*Aim of the exercise*.
Take the line containing "Query: white wave" and all lines after it to the end of the records, and output them exactly.

[Items from a data source]

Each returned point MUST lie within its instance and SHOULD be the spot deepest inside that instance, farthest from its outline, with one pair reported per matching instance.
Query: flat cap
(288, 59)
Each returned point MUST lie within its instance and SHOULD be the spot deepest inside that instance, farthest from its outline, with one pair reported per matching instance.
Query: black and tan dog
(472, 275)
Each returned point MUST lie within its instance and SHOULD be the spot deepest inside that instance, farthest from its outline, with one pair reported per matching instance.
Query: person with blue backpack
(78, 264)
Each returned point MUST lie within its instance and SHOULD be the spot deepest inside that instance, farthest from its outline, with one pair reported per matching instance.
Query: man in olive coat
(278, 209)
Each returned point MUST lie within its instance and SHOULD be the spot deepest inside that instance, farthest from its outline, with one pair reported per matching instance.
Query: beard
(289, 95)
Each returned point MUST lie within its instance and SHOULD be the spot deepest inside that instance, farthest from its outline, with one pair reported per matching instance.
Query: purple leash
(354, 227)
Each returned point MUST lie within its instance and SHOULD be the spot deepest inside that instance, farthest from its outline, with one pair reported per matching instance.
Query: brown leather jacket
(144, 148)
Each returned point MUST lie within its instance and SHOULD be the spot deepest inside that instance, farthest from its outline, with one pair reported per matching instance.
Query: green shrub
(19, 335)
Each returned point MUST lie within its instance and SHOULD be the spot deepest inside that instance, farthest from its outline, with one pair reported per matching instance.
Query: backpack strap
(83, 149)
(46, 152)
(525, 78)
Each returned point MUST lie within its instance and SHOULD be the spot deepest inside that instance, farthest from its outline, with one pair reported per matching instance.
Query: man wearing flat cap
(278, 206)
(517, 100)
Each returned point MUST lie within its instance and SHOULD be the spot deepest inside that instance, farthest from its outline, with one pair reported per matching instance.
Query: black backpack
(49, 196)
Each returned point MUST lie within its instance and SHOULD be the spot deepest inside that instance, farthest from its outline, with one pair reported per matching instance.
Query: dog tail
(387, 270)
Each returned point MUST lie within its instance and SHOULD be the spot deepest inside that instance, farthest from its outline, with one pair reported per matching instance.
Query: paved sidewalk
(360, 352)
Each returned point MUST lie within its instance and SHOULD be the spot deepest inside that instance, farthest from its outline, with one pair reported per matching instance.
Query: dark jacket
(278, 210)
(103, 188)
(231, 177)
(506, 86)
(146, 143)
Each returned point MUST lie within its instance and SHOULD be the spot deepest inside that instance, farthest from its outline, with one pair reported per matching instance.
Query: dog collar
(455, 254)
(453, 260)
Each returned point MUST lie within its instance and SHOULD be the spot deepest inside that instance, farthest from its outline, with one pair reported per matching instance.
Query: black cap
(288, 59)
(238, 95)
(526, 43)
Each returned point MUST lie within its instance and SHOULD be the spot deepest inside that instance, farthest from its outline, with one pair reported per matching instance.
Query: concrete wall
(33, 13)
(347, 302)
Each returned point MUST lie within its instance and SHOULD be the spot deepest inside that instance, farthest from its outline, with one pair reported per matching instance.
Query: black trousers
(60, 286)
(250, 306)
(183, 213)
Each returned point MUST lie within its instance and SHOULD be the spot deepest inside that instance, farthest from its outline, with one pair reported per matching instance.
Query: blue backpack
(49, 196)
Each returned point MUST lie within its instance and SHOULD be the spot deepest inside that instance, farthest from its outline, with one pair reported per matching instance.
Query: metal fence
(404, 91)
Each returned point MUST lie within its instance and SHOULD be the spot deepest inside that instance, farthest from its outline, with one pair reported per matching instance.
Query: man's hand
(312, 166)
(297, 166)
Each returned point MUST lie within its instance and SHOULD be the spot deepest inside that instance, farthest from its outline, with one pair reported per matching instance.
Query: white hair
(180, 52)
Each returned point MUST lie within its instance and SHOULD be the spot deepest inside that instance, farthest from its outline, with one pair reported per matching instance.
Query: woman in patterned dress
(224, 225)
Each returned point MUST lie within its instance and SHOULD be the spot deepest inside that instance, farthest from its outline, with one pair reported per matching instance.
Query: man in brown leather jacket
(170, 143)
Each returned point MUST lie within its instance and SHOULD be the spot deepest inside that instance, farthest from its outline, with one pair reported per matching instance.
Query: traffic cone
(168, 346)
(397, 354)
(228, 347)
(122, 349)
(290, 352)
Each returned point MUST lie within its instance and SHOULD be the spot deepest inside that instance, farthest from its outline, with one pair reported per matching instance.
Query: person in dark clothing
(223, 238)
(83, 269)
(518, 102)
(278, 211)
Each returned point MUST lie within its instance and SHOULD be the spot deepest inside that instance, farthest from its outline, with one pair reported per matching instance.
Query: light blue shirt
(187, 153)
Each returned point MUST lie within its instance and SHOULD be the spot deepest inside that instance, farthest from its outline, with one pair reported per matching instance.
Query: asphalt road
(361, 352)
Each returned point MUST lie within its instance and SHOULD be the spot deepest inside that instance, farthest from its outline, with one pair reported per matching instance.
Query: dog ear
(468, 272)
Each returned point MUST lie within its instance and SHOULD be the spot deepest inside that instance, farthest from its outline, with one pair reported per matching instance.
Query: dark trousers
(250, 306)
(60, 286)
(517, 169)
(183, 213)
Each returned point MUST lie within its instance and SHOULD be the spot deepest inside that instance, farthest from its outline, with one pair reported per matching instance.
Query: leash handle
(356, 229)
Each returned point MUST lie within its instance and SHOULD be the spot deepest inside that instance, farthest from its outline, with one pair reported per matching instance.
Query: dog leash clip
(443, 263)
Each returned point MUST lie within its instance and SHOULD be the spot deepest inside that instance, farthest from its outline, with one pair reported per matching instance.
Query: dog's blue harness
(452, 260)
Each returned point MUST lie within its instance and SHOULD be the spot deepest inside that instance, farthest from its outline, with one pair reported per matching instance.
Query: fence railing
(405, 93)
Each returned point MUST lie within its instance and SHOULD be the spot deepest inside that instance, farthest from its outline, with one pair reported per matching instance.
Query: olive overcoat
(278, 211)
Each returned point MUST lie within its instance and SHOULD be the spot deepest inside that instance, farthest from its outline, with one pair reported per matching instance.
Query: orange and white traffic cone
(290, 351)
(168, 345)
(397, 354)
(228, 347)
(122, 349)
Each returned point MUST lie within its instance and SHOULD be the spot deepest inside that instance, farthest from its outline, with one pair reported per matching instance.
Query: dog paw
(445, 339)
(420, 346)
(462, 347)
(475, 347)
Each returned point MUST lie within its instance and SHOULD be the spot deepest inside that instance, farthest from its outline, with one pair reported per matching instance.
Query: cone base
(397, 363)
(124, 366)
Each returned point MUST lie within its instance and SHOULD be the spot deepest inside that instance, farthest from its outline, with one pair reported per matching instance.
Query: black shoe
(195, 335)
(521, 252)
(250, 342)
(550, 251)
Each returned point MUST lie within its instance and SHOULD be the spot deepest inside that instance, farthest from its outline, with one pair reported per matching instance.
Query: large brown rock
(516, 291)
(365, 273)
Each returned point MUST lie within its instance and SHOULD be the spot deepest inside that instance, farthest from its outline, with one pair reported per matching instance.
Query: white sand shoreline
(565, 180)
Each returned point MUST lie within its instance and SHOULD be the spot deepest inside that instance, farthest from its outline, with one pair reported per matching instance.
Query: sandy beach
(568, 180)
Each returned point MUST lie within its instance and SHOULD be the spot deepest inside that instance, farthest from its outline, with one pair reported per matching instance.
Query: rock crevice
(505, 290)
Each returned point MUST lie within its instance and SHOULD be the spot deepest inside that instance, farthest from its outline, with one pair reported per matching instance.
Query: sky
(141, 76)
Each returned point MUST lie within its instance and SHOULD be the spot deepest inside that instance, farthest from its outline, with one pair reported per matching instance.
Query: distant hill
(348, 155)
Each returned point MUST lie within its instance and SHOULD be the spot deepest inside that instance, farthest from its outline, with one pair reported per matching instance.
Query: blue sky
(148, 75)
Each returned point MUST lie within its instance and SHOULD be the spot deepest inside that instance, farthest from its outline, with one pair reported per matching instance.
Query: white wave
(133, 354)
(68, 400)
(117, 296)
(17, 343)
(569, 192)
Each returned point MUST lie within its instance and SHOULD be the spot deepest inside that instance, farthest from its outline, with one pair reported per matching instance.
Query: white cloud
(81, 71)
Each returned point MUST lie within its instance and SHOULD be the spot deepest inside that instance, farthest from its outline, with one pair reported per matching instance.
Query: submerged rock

*Output of the task*.
Query: white wave
(133, 354)
(68, 400)
(117, 296)
(17, 343)
(569, 192)
Each returned point MUST lie within its instance and SHOULD be the spot deepest inside that instance, farthest from its outline, with one pair reported per matching instance.
Query: white cloud
(81, 71)
Each returned point MUST lie within its instance and SHOULD be the spot deepest inside that instance, farthest from its outline, with one pair reported per matching instance.
Query: submerged rock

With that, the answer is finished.